What the task asks: Will you return every line of the items below word for word, with nothing changed?

****

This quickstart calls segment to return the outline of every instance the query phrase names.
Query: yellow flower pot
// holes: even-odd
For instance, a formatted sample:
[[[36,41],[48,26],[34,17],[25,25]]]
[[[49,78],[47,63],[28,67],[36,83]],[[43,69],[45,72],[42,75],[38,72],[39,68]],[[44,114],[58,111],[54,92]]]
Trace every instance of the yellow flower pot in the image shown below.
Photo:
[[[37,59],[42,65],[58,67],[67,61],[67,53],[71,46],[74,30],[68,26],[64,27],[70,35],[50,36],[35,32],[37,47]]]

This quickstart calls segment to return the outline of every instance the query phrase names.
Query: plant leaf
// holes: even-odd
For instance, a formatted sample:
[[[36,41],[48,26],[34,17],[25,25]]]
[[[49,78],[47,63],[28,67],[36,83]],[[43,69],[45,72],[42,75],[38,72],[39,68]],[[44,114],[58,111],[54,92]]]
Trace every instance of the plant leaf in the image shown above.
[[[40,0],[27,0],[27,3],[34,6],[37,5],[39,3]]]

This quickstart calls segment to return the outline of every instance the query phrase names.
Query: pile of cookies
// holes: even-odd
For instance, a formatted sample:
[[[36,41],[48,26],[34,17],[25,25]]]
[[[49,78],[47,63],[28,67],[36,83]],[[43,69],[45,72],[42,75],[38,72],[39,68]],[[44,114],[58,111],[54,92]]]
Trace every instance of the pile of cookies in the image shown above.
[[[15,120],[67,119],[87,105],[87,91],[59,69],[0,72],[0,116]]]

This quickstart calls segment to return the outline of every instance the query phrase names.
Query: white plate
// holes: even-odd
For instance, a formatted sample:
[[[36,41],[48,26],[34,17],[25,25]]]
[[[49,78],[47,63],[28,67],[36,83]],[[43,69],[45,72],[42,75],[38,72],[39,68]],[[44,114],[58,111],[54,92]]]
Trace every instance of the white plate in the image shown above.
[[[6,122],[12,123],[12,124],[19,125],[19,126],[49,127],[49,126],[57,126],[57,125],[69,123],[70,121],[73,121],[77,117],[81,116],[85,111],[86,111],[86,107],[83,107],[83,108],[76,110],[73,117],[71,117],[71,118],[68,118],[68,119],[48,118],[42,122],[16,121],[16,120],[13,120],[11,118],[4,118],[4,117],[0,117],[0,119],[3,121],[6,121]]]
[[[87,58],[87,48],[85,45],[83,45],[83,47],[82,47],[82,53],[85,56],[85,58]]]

****

In response:
This quickstart calls segment to return the outline of every instance the query phrase names.
Query: yellow flower pot
// holes: even-odd
For instance, a formatted sample:
[[[36,41],[48,26],[34,17],[25,25]]]
[[[49,78],[47,63],[28,67],[36,83]],[[43,69],[45,72],[42,75],[38,72],[39,68]],[[44,114],[58,111],[54,92]]]
Trace every instance of the yellow flower pot in the image shown below.
Photo:
[[[37,59],[42,65],[58,67],[67,61],[67,53],[71,46],[74,30],[68,26],[64,27],[70,35],[50,36],[35,32],[37,47]]]

This quickstart calls segment to return the outline of every instance the query phrase names.
Query: plant leaf
// holes: even-odd
For instance, a formatted sample:
[[[36,41],[48,26],[34,17],[25,25]]]
[[[49,78],[47,63],[28,67],[36,83]],[[43,69],[45,72],[42,75],[38,72],[39,68]],[[44,114],[58,111],[54,92]]]
Trace every instance of the plant leaf in the image shown above.
[[[40,0],[27,0],[27,3],[34,6],[37,5],[39,3]]]

This quickstart calls segment to return the outline of every instance the query phrase names.
Query: pile of cookies
// holes: even-odd
For instance, a formatted sample:
[[[36,41],[48,26],[34,17],[25,25]]]
[[[49,78],[47,63],[28,67],[36,83]],[[43,69],[45,72],[42,75],[38,72],[39,68]],[[44,114],[58,111],[54,92]]]
Trace every instance of the pile of cookies in the image shown above.
[[[15,120],[67,119],[87,105],[87,91],[59,69],[0,72],[0,116]]]

This quickstart calls segment to return the outline of every instance the query phrase names.
Query: white plate
// holes: even-odd
For instance, a formatted sample:
[[[36,41],[48,26],[34,17],[25,25]]]
[[[49,78],[47,63],[28,67],[36,83]],[[43,69],[45,72],[42,75],[38,72],[39,68]],[[44,114],[58,111],[54,92]]]
Trace every instance of the white plate in the image shown above.
[[[6,122],[12,123],[12,124],[19,125],[19,126],[49,127],[49,126],[57,126],[57,125],[69,123],[70,121],[73,121],[77,117],[81,116],[85,111],[86,111],[86,107],[83,107],[83,108],[76,110],[73,117],[71,117],[71,118],[68,118],[68,119],[48,118],[42,122],[16,121],[16,120],[13,120],[11,118],[4,118],[4,117],[0,117],[0,119],[3,121],[6,121]]]
[[[87,58],[87,48],[85,45],[83,45],[83,47],[82,47],[82,53],[85,56],[85,58]]]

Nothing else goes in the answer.